Coordinate annotation records:
________________________________________
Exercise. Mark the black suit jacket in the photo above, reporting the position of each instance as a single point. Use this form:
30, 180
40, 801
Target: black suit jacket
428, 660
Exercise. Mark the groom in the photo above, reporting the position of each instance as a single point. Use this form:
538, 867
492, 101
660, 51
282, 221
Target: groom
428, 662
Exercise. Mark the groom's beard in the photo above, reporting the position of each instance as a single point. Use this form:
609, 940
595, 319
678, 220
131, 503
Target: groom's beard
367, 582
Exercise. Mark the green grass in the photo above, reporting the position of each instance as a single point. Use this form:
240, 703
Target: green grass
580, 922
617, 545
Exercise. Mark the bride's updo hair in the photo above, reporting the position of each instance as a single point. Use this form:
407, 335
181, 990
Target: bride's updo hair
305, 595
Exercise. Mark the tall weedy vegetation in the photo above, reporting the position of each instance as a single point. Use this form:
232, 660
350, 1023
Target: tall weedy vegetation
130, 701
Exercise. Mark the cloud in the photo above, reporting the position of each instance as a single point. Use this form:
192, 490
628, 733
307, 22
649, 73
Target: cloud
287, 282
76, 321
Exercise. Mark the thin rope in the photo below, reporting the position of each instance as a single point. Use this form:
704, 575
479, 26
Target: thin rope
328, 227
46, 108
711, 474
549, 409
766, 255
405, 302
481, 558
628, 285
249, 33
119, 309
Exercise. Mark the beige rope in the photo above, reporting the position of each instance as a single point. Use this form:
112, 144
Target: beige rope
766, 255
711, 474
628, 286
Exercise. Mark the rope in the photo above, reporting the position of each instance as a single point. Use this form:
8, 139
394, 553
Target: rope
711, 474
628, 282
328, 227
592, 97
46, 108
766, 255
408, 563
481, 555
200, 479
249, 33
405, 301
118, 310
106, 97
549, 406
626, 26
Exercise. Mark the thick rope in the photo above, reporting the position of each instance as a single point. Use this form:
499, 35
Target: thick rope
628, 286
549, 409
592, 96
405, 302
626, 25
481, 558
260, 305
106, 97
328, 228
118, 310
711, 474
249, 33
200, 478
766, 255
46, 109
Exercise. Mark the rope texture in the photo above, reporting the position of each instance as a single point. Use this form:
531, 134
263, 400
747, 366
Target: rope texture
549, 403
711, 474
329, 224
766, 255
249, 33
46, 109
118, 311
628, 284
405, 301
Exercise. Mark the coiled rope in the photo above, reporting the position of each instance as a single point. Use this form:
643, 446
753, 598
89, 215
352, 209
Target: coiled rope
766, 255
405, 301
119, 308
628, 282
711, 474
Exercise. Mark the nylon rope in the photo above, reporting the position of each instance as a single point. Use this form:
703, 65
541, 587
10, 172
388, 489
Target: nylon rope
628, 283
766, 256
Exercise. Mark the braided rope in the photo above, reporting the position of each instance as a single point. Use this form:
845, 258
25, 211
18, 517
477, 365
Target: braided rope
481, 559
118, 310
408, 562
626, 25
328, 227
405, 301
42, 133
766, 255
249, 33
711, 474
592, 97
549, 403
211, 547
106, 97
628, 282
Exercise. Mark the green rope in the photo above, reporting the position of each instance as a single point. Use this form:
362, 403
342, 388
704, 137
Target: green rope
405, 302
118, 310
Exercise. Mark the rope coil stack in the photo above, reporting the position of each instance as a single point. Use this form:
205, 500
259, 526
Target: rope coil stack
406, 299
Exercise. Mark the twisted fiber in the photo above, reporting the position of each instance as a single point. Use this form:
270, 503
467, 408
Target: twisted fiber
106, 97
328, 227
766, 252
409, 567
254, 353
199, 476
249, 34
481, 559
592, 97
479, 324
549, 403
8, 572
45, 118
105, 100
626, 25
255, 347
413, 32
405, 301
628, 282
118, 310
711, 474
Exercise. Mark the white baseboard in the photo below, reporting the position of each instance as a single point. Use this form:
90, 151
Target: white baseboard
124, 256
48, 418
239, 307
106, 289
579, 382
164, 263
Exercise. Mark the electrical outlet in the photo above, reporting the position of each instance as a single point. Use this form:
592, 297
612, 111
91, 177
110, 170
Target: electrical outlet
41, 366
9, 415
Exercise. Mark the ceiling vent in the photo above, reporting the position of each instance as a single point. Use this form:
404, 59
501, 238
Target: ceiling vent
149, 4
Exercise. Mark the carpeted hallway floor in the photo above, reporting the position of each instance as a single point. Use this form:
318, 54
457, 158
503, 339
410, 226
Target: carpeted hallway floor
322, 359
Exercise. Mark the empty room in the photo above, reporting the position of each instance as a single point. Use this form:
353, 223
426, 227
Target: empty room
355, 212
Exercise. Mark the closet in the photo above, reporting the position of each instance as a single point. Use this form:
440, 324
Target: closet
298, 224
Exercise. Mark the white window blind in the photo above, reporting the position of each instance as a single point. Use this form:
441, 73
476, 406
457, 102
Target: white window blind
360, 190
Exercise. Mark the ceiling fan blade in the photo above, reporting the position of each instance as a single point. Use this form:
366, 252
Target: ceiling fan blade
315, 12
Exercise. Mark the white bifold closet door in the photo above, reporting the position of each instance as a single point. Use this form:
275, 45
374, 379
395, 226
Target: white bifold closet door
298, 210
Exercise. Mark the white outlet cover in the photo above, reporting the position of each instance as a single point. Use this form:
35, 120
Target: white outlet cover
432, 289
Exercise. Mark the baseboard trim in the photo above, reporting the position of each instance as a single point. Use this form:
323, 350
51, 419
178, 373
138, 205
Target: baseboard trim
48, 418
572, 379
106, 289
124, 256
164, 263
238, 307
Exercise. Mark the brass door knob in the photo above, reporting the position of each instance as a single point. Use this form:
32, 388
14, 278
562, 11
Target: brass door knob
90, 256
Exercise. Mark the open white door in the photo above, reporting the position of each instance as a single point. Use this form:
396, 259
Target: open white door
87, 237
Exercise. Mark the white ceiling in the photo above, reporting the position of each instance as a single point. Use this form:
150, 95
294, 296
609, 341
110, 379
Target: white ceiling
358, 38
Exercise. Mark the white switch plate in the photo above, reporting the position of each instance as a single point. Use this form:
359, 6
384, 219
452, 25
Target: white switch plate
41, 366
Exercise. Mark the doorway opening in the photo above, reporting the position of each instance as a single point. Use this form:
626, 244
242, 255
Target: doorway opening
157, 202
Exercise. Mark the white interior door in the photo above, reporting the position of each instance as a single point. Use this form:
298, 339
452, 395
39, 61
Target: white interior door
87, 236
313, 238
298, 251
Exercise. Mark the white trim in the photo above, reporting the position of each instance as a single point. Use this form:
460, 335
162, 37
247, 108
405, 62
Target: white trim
________________________________________
What is being asked
Write down every line of the data exactly as it appears above.

Worked solution
Exercise. Mark the black suit jacket in the photo above, reporting the position of each instance as a single point. Use this form:
30, 180
40, 801
Target: black suit jacket
428, 660
Exercise. Mark the groom in the photo above, reporting the position of each instance as a single point. Use this form:
538, 867
492, 101
660, 51
282, 221
Target: groom
428, 662
Exercise. Mark the groom's beard in the photo above, reporting the position of each instance as a single point. Use this form:
609, 940
595, 319
678, 220
131, 503
Target: groom's beard
367, 582
Exercise. Mark the green grass in the photo above, reporting the position of each instance as a single point. Use this form:
240, 703
Target: green grass
580, 922
617, 545
Exercise. Mark the bride's updo hair in the photo above, reporting the position of each instance as a single point. Use this form:
407, 335
181, 990
Target: bride's updo hair
305, 595
Exercise. Mark the tall weedy vegetation in the photo above, reporting the position of each instance as a single point. Use this form:
232, 660
350, 1023
Target: tall weedy vegetation
130, 701
Exercise. Mark the cloud in the photo above, reporting the position of each instance as a single point. Use this form:
192, 490
628, 733
307, 22
649, 73
Target: cloud
287, 282
76, 321
Exercise. Mark the thin rope in the photo below, reporting the position of each instance as a single point. Use this form:
704, 575
479, 26
Target: thin rope
328, 227
46, 108
711, 474
549, 409
766, 255
405, 302
481, 558
628, 285
249, 33
119, 309
Exercise. Mark the beige rope in the photo above, reporting the position of each instance as a single point. Use this form:
112, 144
Target: beige rope
766, 255
711, 474
628, 286
Exercise. Mark the rope in the photo above, reporting the position of each instance as a single point. Use this form:
8, 139
394, 553
Target: rope
711, 474
628, 282
328, 227
592, 97
46, 108
766, 255
408, 563
481, 555
200, 479
249, 33
405, 301
118, 310
106, 97
549, 406
626, 26
Exercise. Mark the thick rope in the photo above, reporting the position of each instance as a single point. Use this form:
499, 35
Target: thick rope
628, 286
549, 409
592, 96
405, 302
626, 25
481, 558
260, 305
106, 97
328, 228
118, 310
711, 474
249, 33
200, 478
766, 255
46, 109
Exercise. Mark the rope texture in the photo above, reporting the position of each instance as a single point. Use this form:
531, 134
263, 400
747, 366
Target: rope texture
549, 403
711, 474
329, 224
766, 255
249, 33
46, 109
118, 311
628, 284
405, 301
Exercise. Mark the coiled rope in the photo above, reporting the position of each instance as a single point. Use this form:
643, 446
753, 598
89, 215
352, 209
Target: coiled rope
766, 255
405, 301
119, 308
628, 282
711, 474
Exercise. Mark the nylon rope in the photo above, reporting the position of each instance as a single point. Use this form:
703, 65
541, 587
10, 172
388, 489
Target: nylon rope
628, 283
766, 256
Exercise. Mark the braided rope in the photo above, reporting the position of each instance as a single point. Use this form:
845, 258
25, 211
18, 517
477, 365
Target: braided rope
481, 559
118, 310
408, 562
626, 25
328, 227
405, 301
42, 133
766, 255
249, 33
711, 474
592, 97
549, 403
211, 547
106, 97
628, 282
Exercise. Mark the green rope in the photo above, reporting the position of each instance as a single point. Use this form:
362, 403
342, 388
704, 137
Target: green rope
405, 302
118, 310
Exercise. Mark the rope coil stack in the photo above, reporting the position of each instance as a single point. Use this form:
205, 500
259, 526
Target: rope coil stack
406, 299
Exercise. Mark the twisted fiber in the photo above, reporting the position of each instance as a single point. Use this form:
270, 503
467, 408
Target: twisted fiber
106, 97
328, 227
766, 252
409, 567
254, 353
199, 476
249, 34
481, 559
592, 97
479, 324
549, 403
8, 572
45, 118
105, 100
626, 25
255, 347
413, 32
405, 301
628, 282
118, 310
711, 474
Exercise. Mark the white baseboard in the photo below, reporting the position of each instance as a single point. Use this form:
90, 151
Target: white baseboard
124, 256
48, 418
239, 307
106, 289
579, 382
164, 263
Exercise. Mark the electrical outlet in the photo above, reporting the position of each instance as a single point. Use this form:
592, 297
612, 111
91, 177
110, 170
Target: electrical outlet
41, 366
9, 415
Exercise. Mark the ceiling vent in the photo above, reporting the position of each instance as a single point. Use this form:
404, 59
501, 238
Target: ceiling vent
149, 4
Exercise. Mark the carpeted hallway floor in the photo above, reporting the position of each instance as a single point. Use this form:
318, 54
457, 158
503, 339
410, 226
Target: carpeted hallway floor
322, 359
Exercise. Mark the empty room in the photo above, reporting the position of each instance as a single point. Use this form:
353, 223
426, 227
Target: empty room
355, 212
Exercise. Mark the closet in the photo above, reporting the position of each instance as a single point. Use this form:
440, 324
Target: closet
298, 224
Exercise. Mark the white window blind in the photo above, reporting the position of each instance as a single point. Use this form:
441, 73
476, 406
457, 102
Target: white window blind
360, 190
Exercise. Mark the ceiling fan blade in the photo above, reporting the position of each instance as a single point. Use this form:
366, 252
Target: ceiling fan blade
315, 12
Exercise. Mark the white bifold closet door in the photo above, reporting the position of each instance as a single point. Use this form:
275, 45
374, 379
395, 226
Target: white bifold closet door
298, 210
Exercise. Mark the white outlet cover in the photo above, reporting the position of each instance as a single point. Use this form:
35, 120
Target: white outlet cover
432, 289
Exercise. Mark the baseboard trim in the photo above, reporting the position of each instance as a single point. Use this form:
323, 350
51, 419
178, 373
138, 205
Target: baseboard trim
48, 418
572, 379
106, 289
124, 256
164, 263
238, 307
Exercise. Mark the brass door knob in the photo above, reporting the position of each instance as a single point. Use this form:
32, 388
14, 278
562, 11
Target: brass door knob
90, 256
Exercise. Mark the open white door in the photo above, reporting the position of each instance as a single point. Use this form:
396, 259
Target: open white door
87, 237
Exercise. Mark the white ceiling in the photo above, reporting the position of each instance as a single point. Use this form:
150, 95
294, 296
609, 341
110, 379
Target: white ceiling
358, 38
Exercise. Mark the white switch plate in the photo above, reporting the position of each instance as a single point. Use this form:
359, 6
384, 219
452, 25
Target: white switch plate
41, 366
Exercise. Mark the doorway opening in the photo above, reporting the position of each instance as a single point. Use this form:
626, 244
242, 255
Target: doorway opening
157, 202
Exercise. Mark the white interior door in the photo above, reporting the position of each instance as a single point. Use this form:
298, 339
452, 395
39, 61
Target: white interior door
87, 236
313, 238
298, 251
Exercise. Mark the white trim in the photo above, reporting the position of each instance as a single point. Use this form:
460, 335
162, 37
247, 108
405, 62
Target: white trim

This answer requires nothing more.